------ Exercise materials
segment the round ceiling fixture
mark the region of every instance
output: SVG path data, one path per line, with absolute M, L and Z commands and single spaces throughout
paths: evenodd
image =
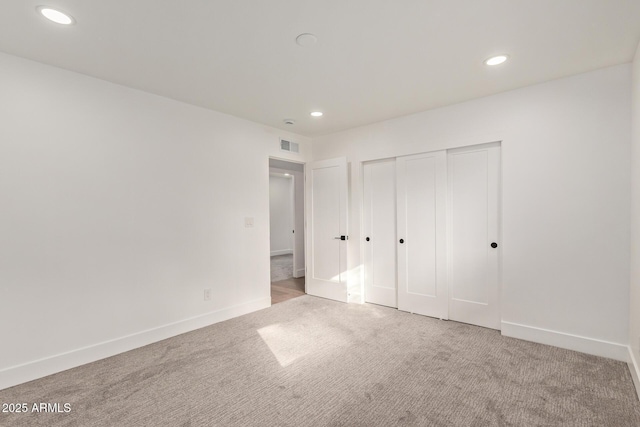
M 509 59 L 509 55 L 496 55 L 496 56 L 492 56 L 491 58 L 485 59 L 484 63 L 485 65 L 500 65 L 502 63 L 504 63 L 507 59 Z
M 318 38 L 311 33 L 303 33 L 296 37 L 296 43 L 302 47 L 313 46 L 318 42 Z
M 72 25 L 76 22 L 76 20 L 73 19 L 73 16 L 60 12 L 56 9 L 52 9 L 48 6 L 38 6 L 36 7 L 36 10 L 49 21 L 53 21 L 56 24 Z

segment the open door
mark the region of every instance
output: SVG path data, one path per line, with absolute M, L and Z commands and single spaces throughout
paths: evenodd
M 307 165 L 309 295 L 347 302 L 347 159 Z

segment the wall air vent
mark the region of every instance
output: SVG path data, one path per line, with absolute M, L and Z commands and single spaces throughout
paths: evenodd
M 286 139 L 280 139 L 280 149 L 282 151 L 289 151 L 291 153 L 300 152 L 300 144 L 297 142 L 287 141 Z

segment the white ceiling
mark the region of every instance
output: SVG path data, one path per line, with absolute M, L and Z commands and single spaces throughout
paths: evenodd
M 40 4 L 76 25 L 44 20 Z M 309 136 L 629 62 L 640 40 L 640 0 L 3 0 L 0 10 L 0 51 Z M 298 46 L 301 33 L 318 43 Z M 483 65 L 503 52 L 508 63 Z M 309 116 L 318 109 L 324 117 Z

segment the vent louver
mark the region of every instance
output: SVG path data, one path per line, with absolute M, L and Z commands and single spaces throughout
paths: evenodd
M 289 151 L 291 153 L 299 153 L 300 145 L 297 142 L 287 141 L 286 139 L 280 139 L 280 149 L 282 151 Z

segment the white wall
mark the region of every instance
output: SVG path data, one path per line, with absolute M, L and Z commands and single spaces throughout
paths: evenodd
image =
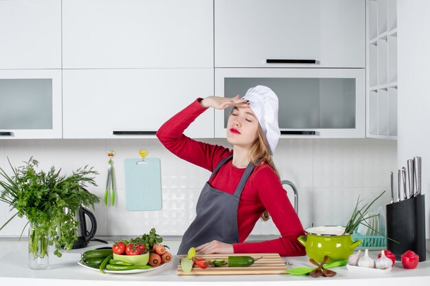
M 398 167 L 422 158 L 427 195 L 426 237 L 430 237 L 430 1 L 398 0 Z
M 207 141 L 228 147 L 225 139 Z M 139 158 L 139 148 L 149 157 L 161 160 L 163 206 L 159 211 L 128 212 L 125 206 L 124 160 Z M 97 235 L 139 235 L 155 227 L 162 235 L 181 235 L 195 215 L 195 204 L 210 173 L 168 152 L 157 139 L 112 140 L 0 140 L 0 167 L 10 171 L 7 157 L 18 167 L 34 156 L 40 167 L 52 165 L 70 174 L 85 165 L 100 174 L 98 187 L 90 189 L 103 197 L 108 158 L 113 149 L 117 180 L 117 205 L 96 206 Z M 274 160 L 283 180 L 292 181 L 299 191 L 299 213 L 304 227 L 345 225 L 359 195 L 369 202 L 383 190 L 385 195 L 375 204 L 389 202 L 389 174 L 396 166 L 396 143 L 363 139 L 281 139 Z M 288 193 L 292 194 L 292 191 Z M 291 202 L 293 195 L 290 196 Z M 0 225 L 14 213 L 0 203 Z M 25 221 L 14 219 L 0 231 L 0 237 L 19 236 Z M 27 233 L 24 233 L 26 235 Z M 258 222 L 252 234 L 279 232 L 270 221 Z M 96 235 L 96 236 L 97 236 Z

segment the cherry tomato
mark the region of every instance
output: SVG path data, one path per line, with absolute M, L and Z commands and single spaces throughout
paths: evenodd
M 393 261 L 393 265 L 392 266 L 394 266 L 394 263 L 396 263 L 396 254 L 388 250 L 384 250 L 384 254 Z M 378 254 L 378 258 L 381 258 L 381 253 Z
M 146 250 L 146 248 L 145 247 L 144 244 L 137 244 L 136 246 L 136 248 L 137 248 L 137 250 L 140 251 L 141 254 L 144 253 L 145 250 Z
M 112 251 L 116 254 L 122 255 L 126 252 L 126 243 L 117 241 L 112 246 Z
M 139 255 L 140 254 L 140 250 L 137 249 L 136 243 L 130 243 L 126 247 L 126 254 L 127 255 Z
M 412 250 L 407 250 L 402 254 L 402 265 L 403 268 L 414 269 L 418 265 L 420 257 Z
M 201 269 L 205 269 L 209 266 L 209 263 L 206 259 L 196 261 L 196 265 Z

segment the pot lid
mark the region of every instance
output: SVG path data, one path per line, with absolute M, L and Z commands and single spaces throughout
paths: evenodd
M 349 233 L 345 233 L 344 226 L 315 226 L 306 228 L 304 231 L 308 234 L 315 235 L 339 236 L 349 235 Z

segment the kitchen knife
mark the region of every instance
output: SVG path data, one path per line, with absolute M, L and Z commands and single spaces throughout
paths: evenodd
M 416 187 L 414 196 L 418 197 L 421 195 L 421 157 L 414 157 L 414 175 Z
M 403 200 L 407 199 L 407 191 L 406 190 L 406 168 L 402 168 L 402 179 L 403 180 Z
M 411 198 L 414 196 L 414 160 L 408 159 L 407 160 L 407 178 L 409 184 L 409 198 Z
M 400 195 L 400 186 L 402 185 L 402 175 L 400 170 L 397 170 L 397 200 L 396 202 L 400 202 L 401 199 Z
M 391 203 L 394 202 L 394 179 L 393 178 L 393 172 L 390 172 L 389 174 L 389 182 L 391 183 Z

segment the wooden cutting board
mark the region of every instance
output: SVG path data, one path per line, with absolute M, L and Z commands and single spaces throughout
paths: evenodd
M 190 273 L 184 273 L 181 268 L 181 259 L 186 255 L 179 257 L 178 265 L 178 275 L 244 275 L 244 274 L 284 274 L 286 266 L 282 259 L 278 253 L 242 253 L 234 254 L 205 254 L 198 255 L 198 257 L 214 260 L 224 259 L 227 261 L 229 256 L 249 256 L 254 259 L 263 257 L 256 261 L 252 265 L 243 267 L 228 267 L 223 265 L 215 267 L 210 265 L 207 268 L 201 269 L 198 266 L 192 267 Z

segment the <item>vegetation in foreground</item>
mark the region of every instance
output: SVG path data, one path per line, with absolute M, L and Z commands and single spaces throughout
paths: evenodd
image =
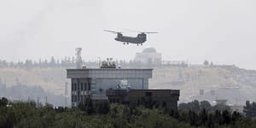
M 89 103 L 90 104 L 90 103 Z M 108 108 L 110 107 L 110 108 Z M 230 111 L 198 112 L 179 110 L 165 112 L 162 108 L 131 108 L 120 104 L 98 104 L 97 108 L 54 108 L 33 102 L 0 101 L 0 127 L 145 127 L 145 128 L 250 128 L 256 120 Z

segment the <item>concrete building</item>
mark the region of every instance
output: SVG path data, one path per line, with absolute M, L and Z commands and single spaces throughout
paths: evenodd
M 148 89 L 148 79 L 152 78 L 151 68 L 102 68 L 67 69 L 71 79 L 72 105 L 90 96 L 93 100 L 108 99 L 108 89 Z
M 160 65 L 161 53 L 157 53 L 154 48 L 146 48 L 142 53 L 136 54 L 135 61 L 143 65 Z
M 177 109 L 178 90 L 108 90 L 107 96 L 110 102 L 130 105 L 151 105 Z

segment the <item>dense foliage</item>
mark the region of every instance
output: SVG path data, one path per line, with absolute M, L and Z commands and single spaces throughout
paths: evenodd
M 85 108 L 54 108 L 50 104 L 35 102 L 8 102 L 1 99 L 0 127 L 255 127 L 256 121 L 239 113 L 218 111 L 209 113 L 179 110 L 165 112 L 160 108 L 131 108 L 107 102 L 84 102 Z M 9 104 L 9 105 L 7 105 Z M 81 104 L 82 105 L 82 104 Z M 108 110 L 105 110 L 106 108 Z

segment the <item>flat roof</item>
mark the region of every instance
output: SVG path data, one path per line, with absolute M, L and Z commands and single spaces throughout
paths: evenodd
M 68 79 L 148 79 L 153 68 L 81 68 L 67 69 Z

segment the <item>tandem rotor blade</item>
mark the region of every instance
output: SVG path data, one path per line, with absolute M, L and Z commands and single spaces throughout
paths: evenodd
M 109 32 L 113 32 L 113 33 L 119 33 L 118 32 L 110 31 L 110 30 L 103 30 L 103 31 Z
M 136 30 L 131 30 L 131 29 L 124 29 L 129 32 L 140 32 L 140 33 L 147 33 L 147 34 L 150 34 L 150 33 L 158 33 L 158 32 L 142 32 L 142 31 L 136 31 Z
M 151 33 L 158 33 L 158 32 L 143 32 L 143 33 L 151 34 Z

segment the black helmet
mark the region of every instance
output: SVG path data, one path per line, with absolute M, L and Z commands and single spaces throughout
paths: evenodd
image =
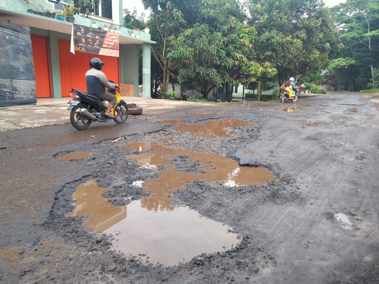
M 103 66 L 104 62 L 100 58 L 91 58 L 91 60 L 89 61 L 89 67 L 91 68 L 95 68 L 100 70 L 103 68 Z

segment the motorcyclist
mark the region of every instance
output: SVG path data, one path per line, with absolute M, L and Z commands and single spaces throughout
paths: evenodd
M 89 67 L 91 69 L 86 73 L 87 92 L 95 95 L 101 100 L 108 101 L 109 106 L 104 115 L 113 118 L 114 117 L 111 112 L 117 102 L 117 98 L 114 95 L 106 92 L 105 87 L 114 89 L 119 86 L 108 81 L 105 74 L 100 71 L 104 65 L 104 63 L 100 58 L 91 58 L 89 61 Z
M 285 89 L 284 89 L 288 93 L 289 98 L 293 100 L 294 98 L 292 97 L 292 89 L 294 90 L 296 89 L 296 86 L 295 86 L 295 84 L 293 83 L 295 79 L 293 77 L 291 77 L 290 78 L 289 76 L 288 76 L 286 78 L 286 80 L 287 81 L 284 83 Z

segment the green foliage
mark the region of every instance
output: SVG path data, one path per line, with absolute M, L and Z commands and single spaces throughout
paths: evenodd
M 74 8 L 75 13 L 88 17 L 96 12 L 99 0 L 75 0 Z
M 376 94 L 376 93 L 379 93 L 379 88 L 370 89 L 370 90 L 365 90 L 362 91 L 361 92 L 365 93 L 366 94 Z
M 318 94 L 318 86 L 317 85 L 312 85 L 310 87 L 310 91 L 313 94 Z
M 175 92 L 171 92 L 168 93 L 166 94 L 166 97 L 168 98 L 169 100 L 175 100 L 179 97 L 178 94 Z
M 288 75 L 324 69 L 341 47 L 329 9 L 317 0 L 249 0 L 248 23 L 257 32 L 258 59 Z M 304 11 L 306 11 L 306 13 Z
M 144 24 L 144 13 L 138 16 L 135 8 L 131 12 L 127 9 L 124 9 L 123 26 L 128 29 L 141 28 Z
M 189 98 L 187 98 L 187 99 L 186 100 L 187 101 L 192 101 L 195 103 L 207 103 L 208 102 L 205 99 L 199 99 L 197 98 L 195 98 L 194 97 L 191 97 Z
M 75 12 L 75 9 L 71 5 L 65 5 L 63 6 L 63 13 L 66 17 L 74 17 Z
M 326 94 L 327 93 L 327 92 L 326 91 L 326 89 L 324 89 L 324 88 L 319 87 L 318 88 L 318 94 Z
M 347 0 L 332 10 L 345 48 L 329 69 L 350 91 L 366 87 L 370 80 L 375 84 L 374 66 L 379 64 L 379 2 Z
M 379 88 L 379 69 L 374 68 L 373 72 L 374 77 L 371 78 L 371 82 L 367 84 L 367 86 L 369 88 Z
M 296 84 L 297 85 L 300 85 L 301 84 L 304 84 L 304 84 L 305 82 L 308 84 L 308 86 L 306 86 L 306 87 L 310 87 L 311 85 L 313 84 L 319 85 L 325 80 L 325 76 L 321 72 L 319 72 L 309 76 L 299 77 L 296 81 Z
------------
→ **Exercise instructions**
Print the lines of the material from the line with "segment the white wall" to the line with "M 398 167 L", both included, without changing anything in them. Leave the pictures out of your answer.

→ **Solution to this exercise**
segment the white wall
mark the region of every instance
output: SVG path data, one path per line, with absolute M, L and Z commands and single spaces throughout
paths: evenodd
image =
M 398 167 L 422 158 L 427 195 L 426 237 L 430 237 L 430 1 L 398 0 Z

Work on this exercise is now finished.